**PROBLEM REQUIREMENTS**
Strip out the pictures and output each remaining line of the data word for word.

·····

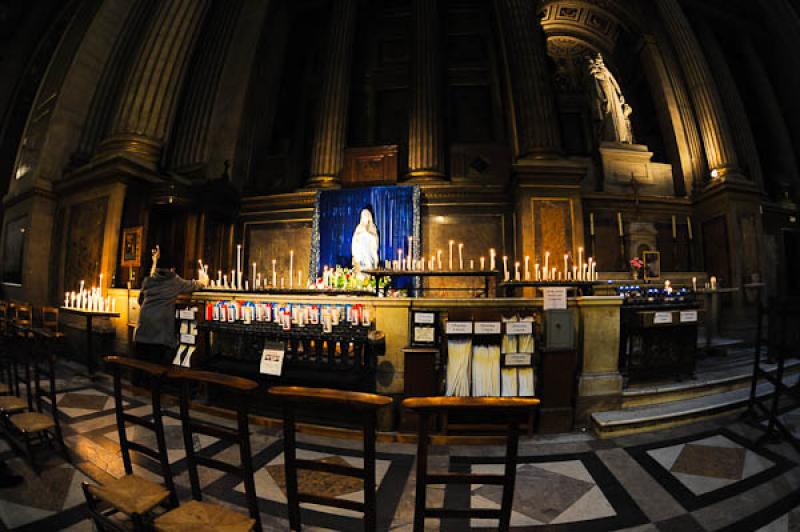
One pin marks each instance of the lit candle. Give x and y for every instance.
(450, 263)
(546, 269)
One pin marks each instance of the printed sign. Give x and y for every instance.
(555, 297)
(520, 327)
(459, 327)
(272, 359)
(488, 327)
(662, 317)
(424, 317)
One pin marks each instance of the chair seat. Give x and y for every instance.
(131, 494)
(198, 516)
(33, 422)
(11, 403)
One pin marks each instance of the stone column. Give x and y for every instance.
(425, 143)
(713, 122)
(147, 105)
(535, 117)
(330, 134)
(732, 101)
(780, 137)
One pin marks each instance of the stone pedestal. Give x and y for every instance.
(600, 382)
(621, 162)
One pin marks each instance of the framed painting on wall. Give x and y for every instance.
(132, 247)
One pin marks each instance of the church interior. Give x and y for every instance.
(536, 253)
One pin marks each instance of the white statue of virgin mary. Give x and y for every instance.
(365, 243)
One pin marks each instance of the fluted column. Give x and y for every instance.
(330, 133)
(537, 128)
(147, 106)
(712, 119)
(425, 142)
(732, 101)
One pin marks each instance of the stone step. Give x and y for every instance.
(647, 418)
(733, 375)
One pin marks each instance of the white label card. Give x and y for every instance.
(488, 327)
(662, 317)
(518, 359)
(459, 327)
(272, 359)
(555, 297)
(520, 327)
(187, 339)
(424, 317)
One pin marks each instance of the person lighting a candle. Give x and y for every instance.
(154, 337)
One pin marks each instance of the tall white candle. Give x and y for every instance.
(450, 262)
(546, 268)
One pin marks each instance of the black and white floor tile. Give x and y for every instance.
(701, 477)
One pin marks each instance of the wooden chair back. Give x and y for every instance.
(509, 408)
(367, 404)
(243, 389)
(154, 374)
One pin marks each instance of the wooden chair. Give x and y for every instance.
(511, 409)
(366, 406)
(196, 513)
(133, 495)
(37, 423)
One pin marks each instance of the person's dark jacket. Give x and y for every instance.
(157, 313)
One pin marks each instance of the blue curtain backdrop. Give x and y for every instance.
(395, 210)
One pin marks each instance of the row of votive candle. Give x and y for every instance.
(89, 300)
(580, 270)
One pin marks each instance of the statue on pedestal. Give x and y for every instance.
(364, 247)
(610, 104)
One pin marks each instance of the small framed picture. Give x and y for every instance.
(652, 265)
(132, 247)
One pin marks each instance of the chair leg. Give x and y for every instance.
(291, 469)
(420, 502)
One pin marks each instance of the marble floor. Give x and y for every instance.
(706, 476)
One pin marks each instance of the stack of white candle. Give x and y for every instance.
(90, 300)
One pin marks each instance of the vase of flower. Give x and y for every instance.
(636, 267)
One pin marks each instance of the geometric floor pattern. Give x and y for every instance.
(698, 477)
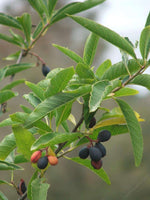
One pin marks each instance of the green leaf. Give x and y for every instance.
(9, 166)
(90, 48)
(103, 67)
(29, 190)
(32, 99)
(39, 189)
(25, 21)
(87, 163)
(105, 33)
(7, 145)
(98, 93)
(50, 139)
(145, 42)
(63, 113)
(9, 21)
(13, 56)
(74, 8)
(9, 39)
(118, 70)
(59, 81)
(38, 91)
(148, 20)
(84, 71)
(2, 196)
(134, 130)
(55, 102)
(6, 95)
(69, 53)
(13, 84)
(24, 140)
(142, 80)
(13, 69)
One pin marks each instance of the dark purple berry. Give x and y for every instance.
(92, 122)
(96, 165)
(103, 136)
(45, 70)
(101, 148)
(42, 162)
(84, 153)
(95, 154)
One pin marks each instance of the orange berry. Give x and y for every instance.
(36, 156)
(53, 160)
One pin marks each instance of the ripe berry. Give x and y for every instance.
(84, 153)
(53, 160)
(42, 162)
(101, 148)
(96, 165)
(45, 70)
(95, 154)
(22, 187)
(36, 156)
(103, 136)
(92, 122)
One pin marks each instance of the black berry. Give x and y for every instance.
(92, 122)
(84, 153)
(42, 162)
(101, 148)
(95, 154)
(103, 136)
(45, 70)
(96, 165)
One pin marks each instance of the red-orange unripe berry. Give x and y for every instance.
(53, 160)
(36, 156)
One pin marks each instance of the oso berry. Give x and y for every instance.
(92, 122)
(22, 187)
(84, 153)
(101, 148)
(103, 136)
(45, 70)
(36, 156)
(95, 154)
(42, 162)
(53, 160)
(96, 165)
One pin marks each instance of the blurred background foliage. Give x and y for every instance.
(68, 180)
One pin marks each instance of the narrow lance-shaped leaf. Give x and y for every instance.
(24, 140)
(145, 42)
(54, 102)
(74, 8)
(9, 21)
(90, 48)
(69, 53)
(105, 33)
(87, 163)
(134, 130)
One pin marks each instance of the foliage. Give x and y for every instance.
(54, 96)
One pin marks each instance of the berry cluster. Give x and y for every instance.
(42, 161)
(96, 151)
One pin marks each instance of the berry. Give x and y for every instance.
(101, 148)
(84, 153)
(95, 154)
(45, 70)
(22, 187)
(103, 136)
(92, 122)
(96, 165)
(36, 156)
(42, 162)
(53, 160)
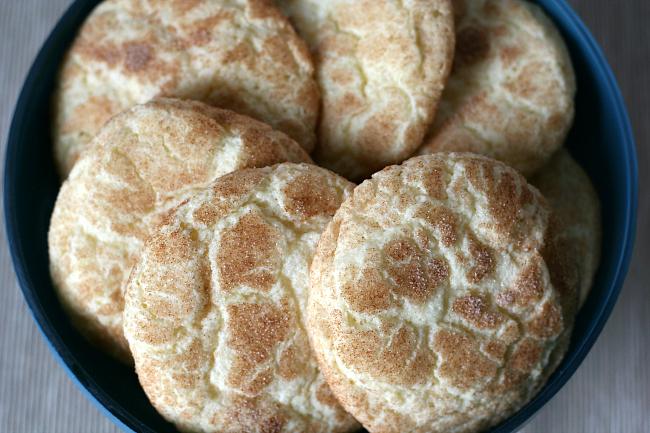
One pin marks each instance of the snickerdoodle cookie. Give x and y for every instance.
(566, 185)
(510, 93)
(381, 66)
(442, 295)
(215, 307)
(242, 55)
(141, 164)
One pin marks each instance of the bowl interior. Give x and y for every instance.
(601, 141)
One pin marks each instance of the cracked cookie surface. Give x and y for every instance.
(381, 66)
(241, 55)
(568, 187)
(442, 295)
(510, 94)
(215, 307)
(140, 165)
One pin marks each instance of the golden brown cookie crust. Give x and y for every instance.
(510, 93)
(241, 55)
(142, 163)
(442, 295)
(567, 186)
(381, 66)
(215, 307)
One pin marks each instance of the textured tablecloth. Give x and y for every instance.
(609, 392)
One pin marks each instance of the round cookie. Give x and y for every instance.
(442, 295)
(381, 66)
(511, 89)
(242, 55)
(215, 307)
(566, 185)
(141, 164)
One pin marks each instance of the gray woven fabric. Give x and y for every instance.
(609, 392)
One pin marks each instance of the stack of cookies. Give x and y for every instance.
(257, 289)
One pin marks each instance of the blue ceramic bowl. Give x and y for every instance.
(601, 140)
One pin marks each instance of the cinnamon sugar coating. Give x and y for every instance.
(510, 94)
(566, 185)
(381, 66)
(141, 164)
(240, 55)
(215, 307)
(442, 295)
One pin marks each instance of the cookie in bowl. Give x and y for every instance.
(240, 55)
(381, 66)
(141, 164)
(510, 94)
(215, 306)
(442, 296)
(568, 187)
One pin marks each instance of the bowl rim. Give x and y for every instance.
(123, 419)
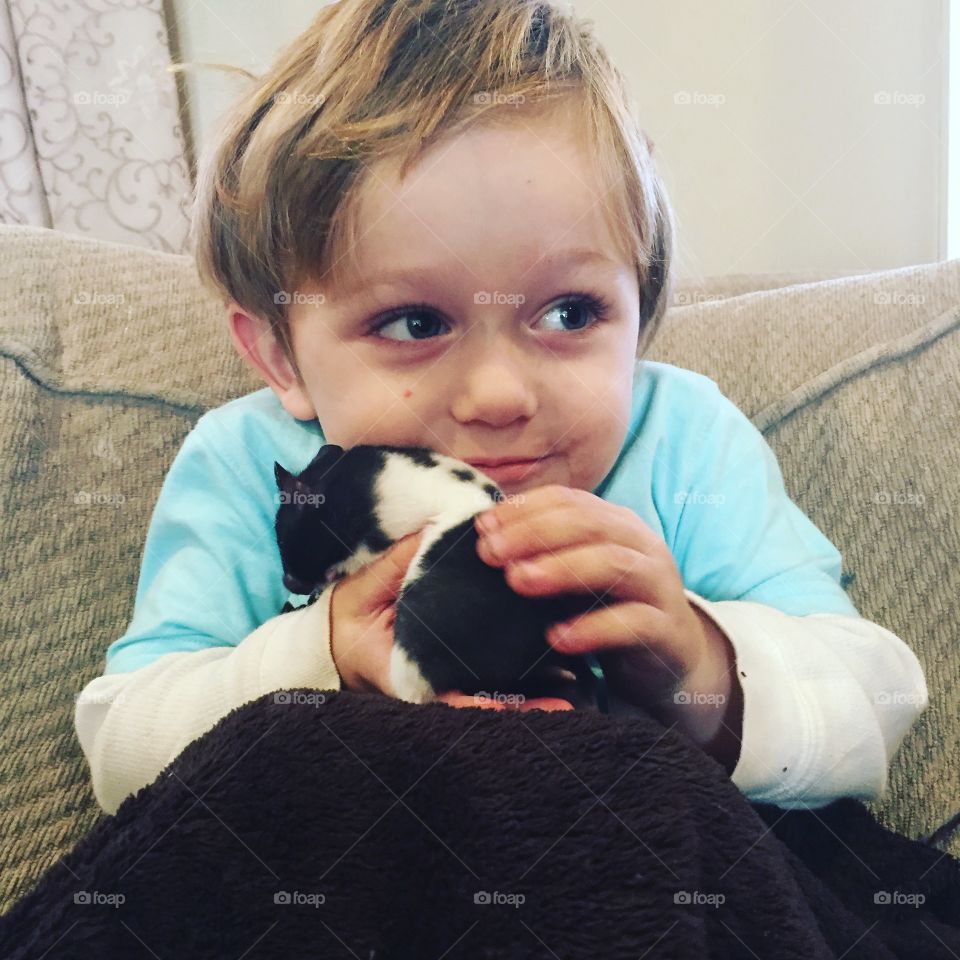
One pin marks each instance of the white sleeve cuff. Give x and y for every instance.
(132, 725)
(827, 699)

·····

**WRITTEN REPLY**
One pin marks each instance of the lit candle. Give x and y for every instance.
(450, 263)
(546, 269)
One pin marks each instance of the printed sign. Give x and y for every instance.
(555, 297)
(520, 327)
(459, 327)
(272, 359)
(488, 327)
(662, 317)
(424, 317)
One pin marks each instance of the chair seat. Give x and y for every instance.
(131, 494)
(198, 516)
(33, 422)
(11, 403)
One pin marks each instance of the stone column. Give x and y for every instance.
(425, 143)
(713, 122)
(147, 105)
(535, 117)
(330, 134)
(732, 101)
(780, 137)
One pin marks each instance of the stone pedestal. Give x and y for every instance.
(600, 382)
(621, 162)
One pin marks each instance of the framed painting on wall. Give x and y for every instance.
(132, 247)
One pin marks each instance of the church interior. Give x and y for every instance.
(536, 253)
One pin marks each instance of the white statue of virgin mary. Give x and y for every instance.
(365, 243)
One pin marks each instance of the fluted column. Give x and y for every instance.
(330, 133)
(537, 128)
(147, 106)
(712, 119)
(425, 142)
(732, 101)
One pin marks each instance of the stone step. Give x and y for every instance.
(647, 418)
(733, 375)
One pin marks each instance of the white label card. Give x and y for every instance.
(488, 327)
(662, 317)
(518, 359)
(459, 327)
(272, 359)
(555, 297)
(520, 327)
(187, 339)
(424, 317)
One pin marks each instance of the person lighting a candle. Give x and y for every instance.
(154, 337)
One pin marks each instance of the tall white candle. Give x and y for every instance.
(450, 262)
(546, 268)
One pin marks each instance of the black and white floor tile. Give x and y for every instance.
(701, 477)
One pin marks each instance of the wooden chair back. Give x and y for every instance.
(509, 408)
(367, 404)
(243, 389)
(154, 374)
One pin marks each instance of the wooden chair. Give x and y for every instance.
(511, 409)
(366, 406)
(196, 513)
(133, 495)
(37, 423)
One pin marks each instance of the person's dark jacket. Give x and y for every instance.
(157, 313)
One pin marks each instance of the blue curtain backdrop. Give x and y for every instance.
(395, 210)
One pin marks each instance of the row of votive candle. Give x and y for every instance.
(89, 300)
(580, 270)
One pin marks each instance of the statue on pedestal. Give x and y for every instance.
(364, 247)
(610, 104)
One pin marks each instance of the small framed picture. Give x and y for every instance.
(652, 265)
(132, 247)
One pin marks each instance of the chair leg. Give x and y for every instance.
(291, 469)
(420, 502)
One pin marks each instance of the marble floor. Give x and y for every instance.
(706, 476)
One pin marks each instance of the stack of white candle. Give x and y for every instance.
(90, 300)
One pin marks each instance of the vase of flower. Give x and y for every instance.
(636, 267)
One pin marks each instance of the geometric floor pattern. Give x and y for every instance.
(698, 477)
One pin marks each instance of the green leaf. Give x and y for every instance.
(9, 166)
(90, 48)
(103, 67)
(29, 190)
(32, 99)
(39, 189)
(25, 21)
(87, 163)
(105, 33)
(7, 145)
(98, 93)
(50, 139)
(145, 42)
(63, 113)
(9, 21)
(13, 56)
(74, 8)
(9, 39)
(118, 70)
(59, 81)
(38, 91)
(148, 20)
(84, 71)
(2, 196)
(134, 130)
(55, 102)
(6, 95)
(69, 53)
(13, 84)
(24, 140)
(142, 80)
(13, 69)
One pin marks each instance of the dark purple berry. Give x and y for every instance.
(92, 122)
(96, 165)
(103, 136)
(45, 70)
(101, 148)
(42, 162)
(84, 153)
(95, 154)
One pin marks each instance of the orange berry. Give x and y for every instance.
(36, 156)
(53, 160)
One pin marks each instance of the ripe berry. Give x and y for every instance.
(84, 153)
(53, 160)
(42, 162)
(101, 148)
(96, 165)
(45, 70)
(95, 154)
(22, 187)
(36, 156)
(103, 136)
(92, 122)
One pin marks each instance of the black berry. Give x and y for every instance.
(92, 122)
(84, 153)
(42, 162)
(101, 148)
(95, 154)
(103, 136)
(45, 70)
(96, 165)
One pin marks each instance of the red-orange unripe berry. Give x and y for every instance.
(53, 160)
(36, 156)
One pin marks each instance of the oso berry. Give x and y for every instance.
(92, 122)
(22, 187)
(84, 153)
(101, 148)
(103, 136)
(45, 70)
(36, 156)
(95, 154)
(42, 162)
(53, 160)
(96, 165)
One pin marks each instance of the blurred background foliage. Give x and y for every instance.
(68, 180)
One pin marks each instance of the narrow lance-shaped leaf. Give x and y for every instance.
(24, 140)
(145, 42)
(54, 102)
(74, 8)
(9, 21)
(90, 48)
(69, 53)
(105, 33)
(87, 163)
(134, 130)
One pin marks each instance of the foliage. Give x and y for every instance.
(54, 96)
One pin marks each instance of the berry cluster. Give x and y for every instance.
(42, 161)
(96, 151)
One pin marks each instance of the berry. Give x and y for every instance.
(101, 148)
(84, 153)
(95, 154)
(45, 70)
(22, 187)
(103, 136)
(92, 122)
(96, 165)
(36, 156)
(42, 162)
(53, 160)
One pin marks each instance of the snickerdoodle cookie. Give x and y for every instance.
(566, 185)
(510, 93)
(381, 66)
(442, 295)
(215, 307)
(242, 55)
(141, 164)
One pin marks each instance of the bowl interior. Give x and y for every instance.
(601, 141)
One pin marks each instance of the cracked cookie surface. Give x and y for every instance.
(381, 66)
(241, 55)
(568, 187)
(442, 295)
(510, 94)
(215, 307)
(140, 165)
One pin marks each instance of the golden brown cookie crust. Give x and y for every instance.
(510, 93)
(241, 55)
(142, 163)
(442, 295)
(567, 186)
(381, 66)
(215, 307)
One pin marks each instance of the textured tablecloth. Give x and y for every instance.
(609, 392)
One pin marks each instance of the round cookie. Give x and y for every instance.
(442, 295)
(381, 66)
(511, 89)
(242, 55)
(215, 307)
(566, 185)
(141, 164)
One pin marks each instance of the gray woven fabric. Give x and y for every instance.
(609, 392)
One pin marks each instance of the stack of cookies. Give x and y for every instance.
(257, 289)
One pin marks each instance of the blue ceramic bowl. Give x and y for every instance.
(601, 140)
One pin marks each instance of the cinnamon sugar coating. Give x and y for every instance.
(510, 94)
(566, 185)
(381, 66)
(141, 164)
(240, 55)
(215, 307)
(442, 295)
One pin marks each instance of the cookie in bowl. Give x and y for every instance.
(240, 55)
(381, 66)
(141, 164)
(510, 94)
(215, 306)
(442, 296)
(568, 187)
One pin marks each instance of the bowl rim. Give x and y for every instance.
(123, 419)
One pin marks each instance of the white sleeve cuff. Give x and y for every instance.
(132, 725)
(827, 699)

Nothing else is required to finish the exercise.